## PROBLEM TO WORK ON
Print the listing below a second time, exactly, and omit its images.

###

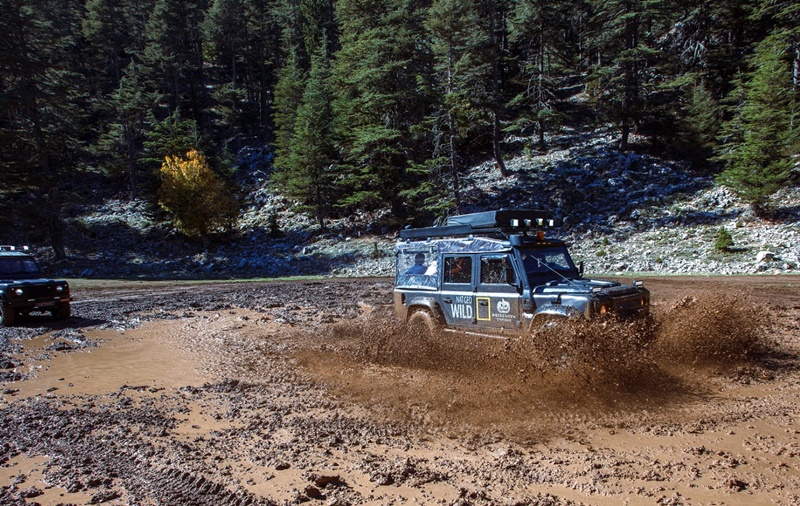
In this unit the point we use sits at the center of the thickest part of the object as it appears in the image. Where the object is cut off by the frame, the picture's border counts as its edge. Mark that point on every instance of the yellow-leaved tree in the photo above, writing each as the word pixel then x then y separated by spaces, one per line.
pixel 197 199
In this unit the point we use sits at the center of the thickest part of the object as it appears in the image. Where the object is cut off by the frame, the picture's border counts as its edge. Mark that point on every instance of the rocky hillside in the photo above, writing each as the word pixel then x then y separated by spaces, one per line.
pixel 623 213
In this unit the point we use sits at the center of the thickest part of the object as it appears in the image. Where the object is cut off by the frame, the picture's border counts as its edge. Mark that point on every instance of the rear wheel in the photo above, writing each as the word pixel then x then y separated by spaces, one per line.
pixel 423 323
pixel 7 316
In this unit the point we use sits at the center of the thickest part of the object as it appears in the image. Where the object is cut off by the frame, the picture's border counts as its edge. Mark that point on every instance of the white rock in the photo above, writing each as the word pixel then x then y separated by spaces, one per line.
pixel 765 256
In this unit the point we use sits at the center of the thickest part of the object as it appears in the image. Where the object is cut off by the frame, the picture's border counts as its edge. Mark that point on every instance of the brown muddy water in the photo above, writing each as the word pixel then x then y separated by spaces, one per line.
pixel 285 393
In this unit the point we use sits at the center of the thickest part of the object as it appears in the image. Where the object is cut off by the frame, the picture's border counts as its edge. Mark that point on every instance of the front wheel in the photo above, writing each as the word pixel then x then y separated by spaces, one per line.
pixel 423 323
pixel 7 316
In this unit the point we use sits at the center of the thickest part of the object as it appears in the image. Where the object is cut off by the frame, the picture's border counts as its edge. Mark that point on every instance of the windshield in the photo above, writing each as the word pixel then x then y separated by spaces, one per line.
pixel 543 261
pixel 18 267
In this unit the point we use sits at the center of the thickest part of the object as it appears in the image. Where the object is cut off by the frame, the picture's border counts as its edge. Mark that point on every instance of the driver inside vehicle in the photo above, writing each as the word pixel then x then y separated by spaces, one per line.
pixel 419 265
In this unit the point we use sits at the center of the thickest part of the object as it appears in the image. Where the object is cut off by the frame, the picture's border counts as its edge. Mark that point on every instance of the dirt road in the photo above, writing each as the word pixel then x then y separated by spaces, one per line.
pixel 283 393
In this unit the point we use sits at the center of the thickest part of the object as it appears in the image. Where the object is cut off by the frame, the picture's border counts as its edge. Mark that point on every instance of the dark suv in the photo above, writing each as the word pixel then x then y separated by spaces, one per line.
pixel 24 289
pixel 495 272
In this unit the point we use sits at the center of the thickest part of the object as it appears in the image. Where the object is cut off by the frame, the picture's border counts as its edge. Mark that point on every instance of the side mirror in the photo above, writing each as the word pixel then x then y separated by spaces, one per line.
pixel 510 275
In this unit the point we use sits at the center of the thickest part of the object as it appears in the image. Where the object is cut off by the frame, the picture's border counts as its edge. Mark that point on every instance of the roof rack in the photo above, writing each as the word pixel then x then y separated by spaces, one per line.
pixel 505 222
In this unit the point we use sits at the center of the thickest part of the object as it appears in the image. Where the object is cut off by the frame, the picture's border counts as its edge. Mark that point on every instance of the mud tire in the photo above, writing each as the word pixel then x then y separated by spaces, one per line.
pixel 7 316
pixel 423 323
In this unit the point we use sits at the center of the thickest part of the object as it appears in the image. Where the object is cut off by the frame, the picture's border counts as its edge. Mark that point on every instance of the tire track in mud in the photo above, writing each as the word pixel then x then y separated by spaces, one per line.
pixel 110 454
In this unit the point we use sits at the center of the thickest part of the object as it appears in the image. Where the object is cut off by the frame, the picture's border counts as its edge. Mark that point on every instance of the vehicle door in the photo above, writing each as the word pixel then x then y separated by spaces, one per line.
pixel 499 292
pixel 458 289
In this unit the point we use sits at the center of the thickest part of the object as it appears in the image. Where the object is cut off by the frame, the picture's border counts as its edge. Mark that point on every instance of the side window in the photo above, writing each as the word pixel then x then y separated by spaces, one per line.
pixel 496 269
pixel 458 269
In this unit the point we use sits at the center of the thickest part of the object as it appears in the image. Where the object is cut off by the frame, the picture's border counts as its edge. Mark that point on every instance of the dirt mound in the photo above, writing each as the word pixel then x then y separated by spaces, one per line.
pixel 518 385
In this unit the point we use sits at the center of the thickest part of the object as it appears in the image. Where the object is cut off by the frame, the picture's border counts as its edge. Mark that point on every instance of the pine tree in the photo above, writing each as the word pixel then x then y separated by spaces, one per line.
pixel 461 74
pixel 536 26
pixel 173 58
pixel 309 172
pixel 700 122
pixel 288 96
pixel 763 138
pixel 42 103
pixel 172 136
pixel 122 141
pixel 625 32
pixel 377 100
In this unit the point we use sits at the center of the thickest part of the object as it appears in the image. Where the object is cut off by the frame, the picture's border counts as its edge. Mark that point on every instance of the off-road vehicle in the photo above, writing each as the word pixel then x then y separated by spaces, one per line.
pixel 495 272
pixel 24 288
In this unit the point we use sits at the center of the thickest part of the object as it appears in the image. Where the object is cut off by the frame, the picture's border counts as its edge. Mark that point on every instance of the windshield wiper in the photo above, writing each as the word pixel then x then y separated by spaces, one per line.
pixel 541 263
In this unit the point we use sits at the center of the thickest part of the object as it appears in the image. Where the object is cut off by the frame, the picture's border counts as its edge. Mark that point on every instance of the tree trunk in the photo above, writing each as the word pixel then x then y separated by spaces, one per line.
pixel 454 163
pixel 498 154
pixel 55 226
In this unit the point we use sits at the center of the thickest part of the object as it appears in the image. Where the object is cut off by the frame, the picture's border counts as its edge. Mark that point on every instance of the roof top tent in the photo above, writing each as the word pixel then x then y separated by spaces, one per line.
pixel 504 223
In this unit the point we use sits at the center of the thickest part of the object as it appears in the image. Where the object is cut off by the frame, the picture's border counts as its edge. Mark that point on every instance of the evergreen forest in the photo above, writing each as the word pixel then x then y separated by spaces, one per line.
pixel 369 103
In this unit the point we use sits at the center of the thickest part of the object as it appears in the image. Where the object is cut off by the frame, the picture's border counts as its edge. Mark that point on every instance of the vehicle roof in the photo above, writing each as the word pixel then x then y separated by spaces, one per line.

###

## COMPLETED TASK
In this unit the point we use sits at the center of the thickest part of the object as it appears in the image. Where the object is cut off by the frame, the picture's border counts as its edge. Mark that point on every instance of the yellow-leaved tree in the photo above, writing each as the word pixel then x then y separated by spaces, one per line.
pixel 197 199
In this unit the point we use sits at the center of the thickest part of the object as it appears in the image. Where the object is cut off by the frame, the picture's border counts as its edge. Mark that point on every instance of the rocky hillside in the photo above, writing each as the word pixel then x then y separated by spaces, one per line.
pixel 623 213
In this unit the point we use sits at the center of the thickest part of the object as it appears in the image. Where the object is cut off by the frame, the picture's border counts as its edge. Mark that point on every instance of the rear wheel in the photo above, writing each as the word pixel then x then y separated by spaces, one per line.
pixel 423 323
pixel 7 316
In this unit the point we use sits at the center of the thickest part of the object as it appears in the image. Where the object is cut off by the frame, the picture's border counts as its edge. Mark that point on every instance of the white rock in the photo above, writing each as the word pixel then x then y separated by spaces, one per line.
pixel 765 256
In this unit the point we use sits at the center of the thickest part of the object as it appears in the image. Where the object is cut off by the frame, the picture's border counts as its edge. Mark that point on every instance of the brown muddy water in the photo above, writing each as the word pixel then x then y separated by spaces, one per line.
pixel 285 393
In this unit the point we use sits at the center of the thickest part of the object as it appears in the image. Where the object is cut off by the frame, the picture's border counts as its edge. Mark that point on every instance of the front wheel in the photo above, writing each as the word pixel then x then y separated by spaces, one per line.
pixel 423 323
pixel 7 316
In this unit the point we use sits at the center of the thickest part of the object as it appears in the image. Where the object is cut off by the frame, the picture's border counts as its edge. Mark that point on every instance of the windshield in the photo above, writing each as the word pixel then x then y separated by spaces, one per line.
pixel 543 261
pixel 18 267
In this unit the point we use sits at the center of the thickest part of the object as it appears in the image. Where the object is cut off by the frame, the picture's border counts as its edge. Mark that point on every instance of the driver inside vehicle in the photo above, writing each as the word pixel then x then y separated by spaces, one per line.
pixel 419 265
In this unit the point we use sits at the center of the thickest part of the object as it appears in the image. Where the object is cut off by the frame, the picture's border counts as its edge. Mark that point on every instance of the dirt road in the photo above, writing each as the word pixel then x then y separated by spaces, one per line.
pixel 283 393
In this unit the point we use sits at the center of the thickest part of the object as it appears in the image. Where the object is cut off by the frame, the picture's border counts as its edge. Mark that point on every instance of the dark suv in the photo above, writing each as the word pixel then x then y separated by spaces, one per line.
pixel 24 289
pixel 495 272
In this unit the point we use sits at the center of the thickest part of the object as it appears in the image. Where the object is cut off by the frame, the picture's border counts as its edge. Mark that point on every instance of the side mirror in the photo above, writing each as the word pixel then x then y separated by spaces, one per line.
pixel 510 275
In this unit the point we use sits at the center of the thickest part of the object as it appears in the image. Where the object is cut off by the frame, the picture's border counts as its edge. Mark that point on every instance of the roof rack in the photo above, writing each as the word pixel then x then y separated by spaces, one per line.
pixel 505 222
In this unit the point we use sits at the center of the thickest part of the object as it appears in the image. Where the object is cut off by the frame, the picture's border counts as its edge. Mark that point on every instance of the mud tire in the photo above, writing each as the word pixel then x then y separated by spaces, one per line.
pixel 7 316
pixel 423 323
In this unit the point we use sits at the center of the thickest part of the object as it appears in the image. Where the object is cut off by the frame, the picture's border counts as its edge. Mark that point on every instance of the tire track in mud in the photo above, writing each as the word pixel then x then y separated by spaces, one per line.
pixel 110 454
In this unit the point we use sits at the center of the thickest part of the object as it appears in the image. Where the object is cut off by the frame, the picture's border counts as its edge. Mark that point on every instance of the vehicle door in the photo above, writing each as the word pixel then x then y separated by spaces, one per line.
pixel 499 292
pixel 458 289
In this unit the point we use sits at the center of the thickest part of the object as it appears in the image. Where the object is cut off by the frame, the picture's border counts as its edge. Mark that point on every instance of the side window in the photo above, writing each as the word pixel then x then y separated by spaces, one per line.
pixel 496 269
pixel 458 269
In this unit the point we use sits at the center of the thickest part of the object as it appears in the image. Where the object is cut off by the frame, the picture's border counts as its edge. Mark that point on every instance of the dirt mound in the photo above, writing each as the word pixel then x then y separated by spaces, one per line.
pixel 518 385
In this unit the point we use sits at the center of the thickest part of the object as it appears in the image. Where the object is cut off by the frame, the picture's border counts as its edge. Mark that point on every instance of the pine tree in the photo above, writing each as the word pixel then x then y separated by spaces, one per line.
pixel 461 74
pixel 536 26
pixel 173 58
pixel 309 172
pixel 700 122
pixel 288 96
pixel 763 138
pixel 42 103
pixel 172 136
pixel 122 141
pixel 625 32
pixel 377 100
In this unit the point we use sits at the center of the thickest part of the object as it appears in the image. Where the object is cut off by the frame, the picture's border counts as its edge. Mark that point on every instance of the off-road vehicle in the photo above, writing each as the word pixel then x then y separated by spaces, one per line.
pixel 495 272
pixel 24 288
In this unit the point we use sits at the center of the thickest part of the object as it appears in the image. Where the object is cut off by the frame, the picture's border counts as its edge. Mark that point on every instance of the windshield wiper in the photo above, writing each as the word pixel then x then y separated by spaces, one per line.
pixel 541 263
In this unit the point we use sits at the center of the thickest part of the object as it appears in the image. Where the object is cut off by the frame, the picture's border counts as its edge. Mark that point on every instance of the tree trunk in the photo above, writing each as the word pixel then x then y separated by spaces, one per line.
pixel 454 163
pixel 498 154
pixel 55 226
In this unit the point we use sits at the center of the thickest part of the object as it appears in the image. Where the object is cut off by the frame, the picture's border counts as its edge. Mark that point on every instance of the roof top tent in the photo above, writing each as the word pixel then x then y separated by spaces, one per line.
pixel 504 223
In this unit the point we use sits at the center of the thickest part of the object as it appears in the image. Where the object is cut off by the frame, the picture's border counts as its edge. Mark that point on every instance of the evergreen forest in the photo above, writing each as the word pixel then x then y separated by spaces, one per line.
pixel 369 103
In this unit the point we use sits at the center of the thickest part of the object as it appears in the image. Where the object is cut off by the frame, the picture's border counts as its edge. Mark that point on every instance of the vehicle roof in the photo above, writing each as the word pixel then x then y separated by spaces, one per line.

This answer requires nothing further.